Reproduce the records from their first line through the line containing "pixel 133 122", swapping "wooden stick" for "wooden branch" and leaving everything else unchanged.

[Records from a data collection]
# # # # # # #

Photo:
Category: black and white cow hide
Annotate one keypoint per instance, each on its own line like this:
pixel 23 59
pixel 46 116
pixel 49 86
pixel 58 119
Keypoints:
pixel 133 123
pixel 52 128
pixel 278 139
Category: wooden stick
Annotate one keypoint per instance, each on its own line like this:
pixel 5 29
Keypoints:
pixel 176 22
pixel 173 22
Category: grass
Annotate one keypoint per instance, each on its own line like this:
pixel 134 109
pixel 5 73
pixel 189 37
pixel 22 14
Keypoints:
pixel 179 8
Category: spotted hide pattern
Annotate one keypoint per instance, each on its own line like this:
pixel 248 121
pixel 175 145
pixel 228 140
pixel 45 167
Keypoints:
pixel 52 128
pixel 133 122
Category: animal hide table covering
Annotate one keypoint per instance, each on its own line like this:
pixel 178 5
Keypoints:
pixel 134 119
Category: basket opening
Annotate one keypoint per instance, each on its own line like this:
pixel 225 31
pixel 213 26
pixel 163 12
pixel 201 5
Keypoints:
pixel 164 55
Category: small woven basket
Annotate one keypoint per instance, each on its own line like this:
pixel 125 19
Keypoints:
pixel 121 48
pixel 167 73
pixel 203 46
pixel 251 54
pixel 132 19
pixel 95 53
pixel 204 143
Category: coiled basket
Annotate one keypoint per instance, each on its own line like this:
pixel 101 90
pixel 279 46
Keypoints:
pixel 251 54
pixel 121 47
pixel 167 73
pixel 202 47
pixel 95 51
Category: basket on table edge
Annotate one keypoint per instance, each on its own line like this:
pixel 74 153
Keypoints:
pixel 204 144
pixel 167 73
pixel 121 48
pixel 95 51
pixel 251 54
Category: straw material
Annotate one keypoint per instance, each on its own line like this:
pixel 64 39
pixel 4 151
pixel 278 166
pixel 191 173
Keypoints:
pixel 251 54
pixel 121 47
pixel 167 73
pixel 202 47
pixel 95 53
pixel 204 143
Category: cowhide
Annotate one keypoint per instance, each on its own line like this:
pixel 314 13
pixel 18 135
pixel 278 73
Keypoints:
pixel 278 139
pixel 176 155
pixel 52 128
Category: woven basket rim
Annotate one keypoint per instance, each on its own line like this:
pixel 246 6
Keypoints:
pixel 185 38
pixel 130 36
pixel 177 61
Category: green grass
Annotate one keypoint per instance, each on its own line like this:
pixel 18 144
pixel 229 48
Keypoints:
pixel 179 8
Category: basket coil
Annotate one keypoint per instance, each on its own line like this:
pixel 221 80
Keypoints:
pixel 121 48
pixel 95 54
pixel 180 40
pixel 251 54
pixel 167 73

# # # # # # #

Output of the exercise:
Photo:
Category: black and white cow hide
Annotate one keypoint per instance, each on its own line like this:
pixel 23 59
pixel 46 116
pixel 49 86
pixel 58 119
Keypoints:
pixel 133 123
pixel 52 128
pixel 278 139
Category: wooden branch
Annotate one keypoint per instance, each on its own line like this:
pixel 5 29
Keypoints:
pixel 176 22
pixel 173 22
Category: grass
Annotate one keypoint per instance, each on its own line like this:
pixel 134 109
pixel 5 73
pixel 189 37
pixel 22 14
Keypoints:
pixel 179 8
Category: spotted hide pattern
Annotate one keypoint per instance, each on its own line like this:
pixel 248 121
pixel 175 145
pixel 228 140
pixel 45 167
Keypoints:
pixel 52 128
pixel 133 122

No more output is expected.